### What you will do
Write out the whole of the material exactly.
— Start Supplied material —
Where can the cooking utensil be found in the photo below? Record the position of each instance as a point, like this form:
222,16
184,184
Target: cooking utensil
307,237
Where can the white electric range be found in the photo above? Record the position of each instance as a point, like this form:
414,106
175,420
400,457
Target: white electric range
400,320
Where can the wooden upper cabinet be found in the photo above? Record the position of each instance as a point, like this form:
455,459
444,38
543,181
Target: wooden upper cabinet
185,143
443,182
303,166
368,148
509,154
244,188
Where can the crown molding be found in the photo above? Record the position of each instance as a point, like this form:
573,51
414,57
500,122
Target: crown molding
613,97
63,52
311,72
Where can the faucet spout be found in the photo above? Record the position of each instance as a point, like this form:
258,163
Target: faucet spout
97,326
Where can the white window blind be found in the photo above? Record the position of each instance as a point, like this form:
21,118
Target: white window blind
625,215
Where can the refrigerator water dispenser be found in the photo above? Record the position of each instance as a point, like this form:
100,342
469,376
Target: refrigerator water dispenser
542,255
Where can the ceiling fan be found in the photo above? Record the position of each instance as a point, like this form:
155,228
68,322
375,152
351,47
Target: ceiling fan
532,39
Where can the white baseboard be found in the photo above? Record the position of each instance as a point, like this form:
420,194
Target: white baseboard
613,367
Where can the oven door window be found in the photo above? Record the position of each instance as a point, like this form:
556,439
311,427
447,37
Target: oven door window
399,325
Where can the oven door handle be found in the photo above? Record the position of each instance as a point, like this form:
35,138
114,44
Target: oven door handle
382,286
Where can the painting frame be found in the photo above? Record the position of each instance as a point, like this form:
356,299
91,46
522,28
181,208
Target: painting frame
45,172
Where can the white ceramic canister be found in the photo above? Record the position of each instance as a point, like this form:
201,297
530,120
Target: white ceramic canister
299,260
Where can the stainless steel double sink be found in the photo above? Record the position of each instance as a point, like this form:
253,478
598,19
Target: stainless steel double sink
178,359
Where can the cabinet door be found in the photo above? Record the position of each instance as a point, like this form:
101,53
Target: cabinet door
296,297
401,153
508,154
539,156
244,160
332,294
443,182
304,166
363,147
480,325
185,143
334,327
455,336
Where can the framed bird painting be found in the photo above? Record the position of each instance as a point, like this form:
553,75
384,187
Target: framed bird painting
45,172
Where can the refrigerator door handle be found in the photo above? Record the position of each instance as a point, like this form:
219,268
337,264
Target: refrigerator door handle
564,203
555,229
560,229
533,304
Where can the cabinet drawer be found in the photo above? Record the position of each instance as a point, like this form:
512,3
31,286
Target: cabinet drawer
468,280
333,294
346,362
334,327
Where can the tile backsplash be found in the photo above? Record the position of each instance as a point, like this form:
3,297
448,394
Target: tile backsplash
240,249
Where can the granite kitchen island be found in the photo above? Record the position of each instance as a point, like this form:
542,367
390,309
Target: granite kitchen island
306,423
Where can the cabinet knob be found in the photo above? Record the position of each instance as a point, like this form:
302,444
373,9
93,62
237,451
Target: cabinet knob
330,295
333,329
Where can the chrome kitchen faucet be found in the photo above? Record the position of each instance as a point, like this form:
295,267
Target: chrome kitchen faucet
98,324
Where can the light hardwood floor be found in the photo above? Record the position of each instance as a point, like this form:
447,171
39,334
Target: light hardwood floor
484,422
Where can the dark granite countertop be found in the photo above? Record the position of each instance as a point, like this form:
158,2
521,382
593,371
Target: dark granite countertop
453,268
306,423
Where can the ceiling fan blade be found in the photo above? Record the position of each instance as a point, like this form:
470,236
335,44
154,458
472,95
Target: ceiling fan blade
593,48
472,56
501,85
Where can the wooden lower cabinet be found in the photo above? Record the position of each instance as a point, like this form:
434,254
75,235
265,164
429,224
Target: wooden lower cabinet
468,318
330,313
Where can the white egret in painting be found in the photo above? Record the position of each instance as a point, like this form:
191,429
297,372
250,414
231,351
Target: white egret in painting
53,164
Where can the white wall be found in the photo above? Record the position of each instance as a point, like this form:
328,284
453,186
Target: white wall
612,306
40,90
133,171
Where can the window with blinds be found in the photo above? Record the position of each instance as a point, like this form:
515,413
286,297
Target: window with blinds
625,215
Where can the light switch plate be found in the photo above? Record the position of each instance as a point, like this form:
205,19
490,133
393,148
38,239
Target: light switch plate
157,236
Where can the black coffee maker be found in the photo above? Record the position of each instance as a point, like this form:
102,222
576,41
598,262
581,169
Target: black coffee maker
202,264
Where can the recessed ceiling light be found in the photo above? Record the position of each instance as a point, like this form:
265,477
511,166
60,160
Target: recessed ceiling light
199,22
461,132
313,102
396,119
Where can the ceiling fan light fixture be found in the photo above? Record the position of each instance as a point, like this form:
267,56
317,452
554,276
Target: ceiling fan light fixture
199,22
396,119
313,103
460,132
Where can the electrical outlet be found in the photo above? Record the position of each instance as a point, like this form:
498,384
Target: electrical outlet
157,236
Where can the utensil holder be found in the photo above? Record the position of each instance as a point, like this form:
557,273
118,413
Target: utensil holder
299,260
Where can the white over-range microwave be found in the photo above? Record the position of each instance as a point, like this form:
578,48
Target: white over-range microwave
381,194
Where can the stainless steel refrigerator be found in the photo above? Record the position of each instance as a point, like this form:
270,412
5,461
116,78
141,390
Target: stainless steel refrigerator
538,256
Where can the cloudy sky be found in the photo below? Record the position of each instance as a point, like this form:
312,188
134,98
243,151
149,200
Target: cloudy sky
— End Supplied material —
### Exercise answer
Where can the cooking utensil be found in the photo below? Record the position of each instance as a point, like this form:
222,16
184,184
Target: cooking utensil
307,237
Where can the white electric range be found in the photo above? Record the position of each instance as a point, like this form:
414,106
175,420
400,457
Target: white electric range
400,320
Where can the wooden upper cabinet be found in the photo above? Record the position of each instance as a point, like this form:
455,459
444,38
543,181
Target: wooden upper cabinet
185,143
443,182
303,166
368,148
509,154
244,188
Where can the crown molding be found in the photo above? Record the position of each instance as a point, like this form:
573,51
414,57
500,122
Target: crown molding
613,97
63,52
311,72
Where can the faucet spout be found in the photo above? Record the position of each instance as a point, like this form:
258,163
Target: faucet spout
97,326
Where can the white window blind be found in the photo above? Record the position of each instance as a point, like this form:
21,118
Target: white window blind
625,215
Where can the refrigerator water dispenser be found in the photo above? Record the position of each instance as a point, like this form:
100,342
469,376
Target: refrigerator water dispenser
542,255
Where can the ceiling fan be found in the photo above? Record the position of each instance as a point, like this form:
155,228
68,322
375,152
351,47
Target: ceiling fan
532,39
Where can the white baseboard be found in the photo above? Record the position of each instance as a point, like this form:
420,194
Target: white baseboard
613,367
Where can the oven door window be found in the photo above? Record the position of each instance as a point, like this form:
556,439
311,427
447,37
Target: oven door window
399,325
Where can the oven door handle be found in the photo above? Record the position of each instance as a point, like this form:
35,138
114,44
Target: oven door handle
382,286
Where can the painting frame be found in the photo above? Record the position of each instance as a point, like this form:
356,299
91,46
522,28
181,208
Target: painting frame
45,172
Where can the white ceramic canister be found in the photo above? Record the position of each instance as a point, like this form:
201,297
530,120
Target: white ceramic canister
299,260
Where can the stainless steel double sink be found in the photo above? Record the position of each instance as a point, like this form:
253,478
598,19
Target: stainless steel double sink
178,359
Where can the cabinet door be found in the photo above? Record the position of each instance as a point, like this form:
101,53
Target: cabinet door
296,297
401,153
508,154
539,156
244,160
332,294
443,182
304,166
363,147
480,325
185,143
334,327
455,336
Where can the framed bird painting be found in the photo above? Record the position of each instance as a point, like this form:
553,75
384,187
Target: framed bird painting
45,172
Where can the refrigerator door handle be found in the photo above? Record the position of each instance as a point, like this form:
219,268
337,264
Target: refrigerator door handle
564,203
555,229
560,229
533,304
Where can the cabinet drawer be found in the photo above? Record the position of each instance as a point, like this form:
512,3
31,286
Target: cabinet drawer
468,280
333,294
346,362
334,327
Where can the tile backsplash be found in the photo above? Record the position of each instance as a point, like this form:
3,297
448,394
Target: tile backsplash
240,249
Where can the granite kitchen island be found in the photo above? Record the position of each instance as a point, like this form:
542,367
390,309
Target: granite kitchen island
306,423
Where can the cabinet knob be found in the photo above? Record the position of each instance as a point, like this form:
302,444
373,9
93,62
237,451
Target: cabinet knob
330,295
333,329
Where can the chrome kitchen faucet be found in the photo above? Record the position of each instance as a point, like this form:
295,267
Target: chrome kitchen faucet
98,324
Where can the light hardwood floor be found in the photo above? Record the position of each instance as a point, like this form:
447,171
39,334
Target: light hardwood floor
484,422
Where can the dark granite countertop be found in the photo above? Record the position of each instance as a point, like this form:
158,2
521,382
593,371
Target: dark granite countertop
453,268
306,423
Where can the ceiling fan blade be found in the photo above? Record the position of each instance as a point, like this form:
470,236
335,44
154,458
472,95
Target: ceiling fan blade
593,48
472,56
501,85
Where can the wooden lower cabinet be found in the photo above? Record the position of each instance as a point, like this form:
434,254
75,235
265,164
429,224
Target: wooden lower cabinet
468,318
330,313
Where can the white egret in painting be found in the photo above? Record the position of each instance as a point, like this form:
191,429
297,372
250,414
231,351
Target: white egret in painting
53,164
Where can the white wall be found in the photo above? Record the position of each instance as a point, like this form:
328,284
453,186
Target: white wall
612,306
40,90
133,171
Where can the window with blinds be found in the photo above? Record the position of each instance as a point, like this form:
515,413
286,297
Target: window with blinds
625,215
Where can the light switch plate be found in the photo above? Record the position of each instance as a point, like this form:
205,19
490,133
393,148
38,239
Target: light switch plate
157,236
Where can the black coffee maker be found in the photo above? Record the position of each instance as a point, like this form:
102,222
576,41
598,262
581,169
Target: black coffee maker
202,264
Where can the recessed ceiling light be found in the photo above? Record the position of each instance as a point, like this form:
265,477
511,166
60,160
Target: recessed ceiling light
199,22
461,132
313,102
396,119
Where can the ceiling fan light fixture be found in the photo above? Record the position of each instance as a point, like this form:
267,56
317,452
554,276
Target: ceiling fan light fixture
199,22
396,119
313,103
460,132
Where can the electrical outlet be found in the photo above? Record the position of each instance as a point, like this form:
498,384
Target: electrical outlet
157,236
Where can the utensil holder be found in the photo above? Record the position of each instance as a point, like this form:
557,273
118,413
Target: utensil holder
299,260
Where can the white over-range microwave be found in the photo above? Record the position of each instance as a point, like this form:
578,48
Target: white over-range microwave
381,194
Where can the stainless steel refrigerator be found in the photo above? Record the position of each instance as a point, like this form:
270,412
5,461
116,78
141,390
Target: stainless steel refrigerator
538,256
Where can the cloudy sky be found in the photo below? Record the position of each instance as a point, like this form:
312,188
134,98
243,151
149,200
Target: cloudy sky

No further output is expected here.